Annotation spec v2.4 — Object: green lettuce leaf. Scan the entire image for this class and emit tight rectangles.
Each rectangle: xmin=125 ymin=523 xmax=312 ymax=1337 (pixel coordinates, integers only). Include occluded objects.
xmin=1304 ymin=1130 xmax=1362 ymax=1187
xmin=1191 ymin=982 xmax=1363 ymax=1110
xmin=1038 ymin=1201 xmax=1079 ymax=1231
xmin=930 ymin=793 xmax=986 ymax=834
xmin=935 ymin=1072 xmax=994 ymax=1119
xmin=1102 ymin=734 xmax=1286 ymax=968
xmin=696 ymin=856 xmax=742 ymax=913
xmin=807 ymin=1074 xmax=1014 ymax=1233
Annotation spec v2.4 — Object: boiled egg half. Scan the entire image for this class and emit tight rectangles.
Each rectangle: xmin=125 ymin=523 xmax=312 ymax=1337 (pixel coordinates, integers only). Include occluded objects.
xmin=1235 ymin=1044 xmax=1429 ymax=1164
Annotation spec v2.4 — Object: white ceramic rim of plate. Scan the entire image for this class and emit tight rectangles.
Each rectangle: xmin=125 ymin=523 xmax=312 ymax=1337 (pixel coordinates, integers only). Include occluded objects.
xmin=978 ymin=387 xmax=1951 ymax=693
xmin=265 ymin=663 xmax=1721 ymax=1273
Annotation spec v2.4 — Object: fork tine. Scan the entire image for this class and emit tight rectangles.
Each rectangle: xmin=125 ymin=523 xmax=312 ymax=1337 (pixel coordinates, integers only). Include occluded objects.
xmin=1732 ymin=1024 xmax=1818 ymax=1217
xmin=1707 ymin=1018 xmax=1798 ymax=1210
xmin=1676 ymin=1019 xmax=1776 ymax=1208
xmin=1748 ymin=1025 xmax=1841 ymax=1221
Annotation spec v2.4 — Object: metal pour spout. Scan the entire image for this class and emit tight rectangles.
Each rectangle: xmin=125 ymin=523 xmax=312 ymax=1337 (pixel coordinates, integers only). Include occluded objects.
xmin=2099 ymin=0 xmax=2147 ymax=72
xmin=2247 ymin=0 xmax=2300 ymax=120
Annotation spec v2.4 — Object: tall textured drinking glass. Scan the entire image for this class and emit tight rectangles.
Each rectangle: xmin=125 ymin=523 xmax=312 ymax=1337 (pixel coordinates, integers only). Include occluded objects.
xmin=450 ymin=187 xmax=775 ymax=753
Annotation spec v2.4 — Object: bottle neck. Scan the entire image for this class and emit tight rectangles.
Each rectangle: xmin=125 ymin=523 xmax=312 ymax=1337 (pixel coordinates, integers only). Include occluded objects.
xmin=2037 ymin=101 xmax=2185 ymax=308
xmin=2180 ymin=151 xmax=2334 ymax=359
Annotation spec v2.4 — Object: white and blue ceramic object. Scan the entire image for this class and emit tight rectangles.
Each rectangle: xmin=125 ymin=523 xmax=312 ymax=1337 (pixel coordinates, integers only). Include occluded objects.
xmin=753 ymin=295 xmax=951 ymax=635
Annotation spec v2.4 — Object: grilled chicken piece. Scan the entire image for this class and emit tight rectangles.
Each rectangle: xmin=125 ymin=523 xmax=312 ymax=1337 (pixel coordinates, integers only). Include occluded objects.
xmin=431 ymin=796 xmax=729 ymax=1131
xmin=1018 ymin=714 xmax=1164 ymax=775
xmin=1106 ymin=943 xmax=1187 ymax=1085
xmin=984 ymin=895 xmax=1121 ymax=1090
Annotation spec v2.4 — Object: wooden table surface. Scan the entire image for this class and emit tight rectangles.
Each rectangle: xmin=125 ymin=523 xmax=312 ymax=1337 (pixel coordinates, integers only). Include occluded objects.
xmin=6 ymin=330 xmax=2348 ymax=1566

■ WHAT YOU ARE ASKED TO DO:
What is needed here is every record above, repeated exactly.

■ RESPONSE TO THE EXERCISE:
Annotation spec v2.4 — Object: green lettuce leaf. Scan the entire image for this class and emit tight rectangles.
Each rectangle: xmin=125 ymin=523 xmax=312 ymax=1337 (pixel coordinates, integers only). Include occluded objects.
xmin=1304 ymin=1130 xmax=1362 ymax=1187
xmin=1191 ymin=982 xmax=1363 ymax=1110
xmin=1038 ymin=1201 xmax=1079 ymax=1231
xmin=930 ymin=793 xmax=986 ymax=834
xmin=935 ymin=1072 xmax=994 ymax=1119
xmin=1102 ymin=734 xmax=1286 ymax=968
xmin=696 ymin=856 xmax=742 ymax=913
xmin=807 ymin=1074 xmax=1014 ymax=1233
Annotation spec v2.4 — Object: boiled egg half. Scan the entire image for this class and emit tight rectangles.
Each rectangle: xmin=125 ymin=523 xmax=312 ymax=1337 (pixel coordinates, integers only). Include occluded objects.
xmin=1235 ymin=1044 xmax=1429 ymax=1164
Annotation spec v2.4 — Object: white ceramic rim of plate. Scan the entire image for this class and emit tight rectangles.
Each rectangle: xmin=125 ymin=523 xmax=312 ymax=1337 (pixel coordinates, integers only). Include occluded objects.
xmin=978 ymin=387 xmax=1951 ymax=693
xmin=265 ymin=663 xmax=1721 ymax=1273
Annotation spec v2.4 — Object: fork tine. Scan the entire image for this class and emit tight rectangles.
Each rectangle: xmin=125 ymin=523 xmax=312 ymax=1337 (pixel coordinates, integers only). Include occluded objects.
xmin=1732 ymin=1024 xmax=1818 ymax=1217
xmin=1707 ymin=1018 xmax=1798 ymax=1210
xmin=1676 ymin=1019 xmax=1776 ymax=1208
xmin=1748 ymin=1025 xmax=1841 ymax=1221
Annotation spec v2.4 — Object: metal pour spout. Scan the entire image for this class and emit tight rectangles.
Each rectangle: xmin=125 ymin=523 xmax=312 ymax=1337 (pixel coordinates, integers only). Include occluded objects.
xmin=2099 ymin=0 xmax=2147 ymax=72
xmin=2247 ymin=0 xmax=2300 ymax=120
Annotation spec v2.4 — Object: tall textured drinking glass. Scan the entire image for this class and emit tight rectangles.
Each rectangle: xmin=125 ymin=523 xmax=312 ymax=1337 (pixel coordinates, integers only). Include occluded objects.
xmin=450 ymin=187 xmax=775 ymax=753
Annotation spec v2.4 — Object: bottle neck. Scan the entire image for this class and emit tight rectangles.
Each rectangle: xmin=125 ymin=523 xmax=312 ymax=1337 (pixel coordinates, integers only). Include occluded objects.
xmin=2037 ymin=101 xmax=2185 ymax=308
xmin=2180 ymin=151 xmax=2334 ymax=359
Annotation spec v2.4 — Object: white and blue ceramic object. Scan the entire image for this class and emit tight rectangles.
Each rectangle: xmin=125 ymin=523 xmax=312 ymax=1337 (pixel coordinates, integers only). Include occluded objects.
xmin=753 ymin=295 xmax=951 ymax=635
Annotation spec v2.4 — Object: grilled chicken piece. Scan the entire image for this class and emit tight rectangles.
Each rectangle: xmin=125 ymin=523 xmax=312 ymax=1337 (pixel coordinates, integers only). Include occluded objects.
xmin=431 ymin=796 xmax=729 ymax=1131
xmin=1018 ymin=714 xmax=1164 ymax=775
xmin=1106 ymin=943 xmax=1187 ymax=1085
xmin=984 ymin=895 xmax=1121 ymax=1090
Annotation spec v2.4 — Object: wooden table surface. Scan the entire image for this class and emit tight rectangles.
Each rectangle: xmin=125 ymin=523 xmax=312 ymax=1337 (pixel coordinates, integers only). Include occluded objects.
xmin=6 ymin=330 xmax=2348 ymax=1566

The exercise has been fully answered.